RECORD SET
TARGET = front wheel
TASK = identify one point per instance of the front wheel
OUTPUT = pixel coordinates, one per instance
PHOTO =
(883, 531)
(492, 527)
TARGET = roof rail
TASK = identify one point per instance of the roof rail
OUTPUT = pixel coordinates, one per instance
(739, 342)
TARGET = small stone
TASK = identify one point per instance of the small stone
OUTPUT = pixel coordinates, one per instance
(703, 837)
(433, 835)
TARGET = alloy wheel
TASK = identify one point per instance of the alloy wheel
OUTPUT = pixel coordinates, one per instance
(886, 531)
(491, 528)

ASSIGNED TASK
Going line by line, repeat the whole listing exactly.

RESULT FOR THIS EXERCISE
TARGET = front wheel
TASK = identify one point per instance of the front wheel
OUTPUT = pixel coordinates, one per instance
PHOTO =
(883, 531)
(492, 527)
TARGET = roof rail
TASK = identify one point per instance of the roof rail
OUTPUT = pixel coordinates, one per instance
(739, 342)
TARGET = small stone
TASK = identify one point per instance of the small stone
OUTPUT = pixel coordinates, one per instance
(703, 837)
(433, 835)
TARGET = alloy wheel
TASK = identify one point per instance of the alloy wheel
OUTPUT = pixel coordinates, one per instance
(886, 531)
(491, 528)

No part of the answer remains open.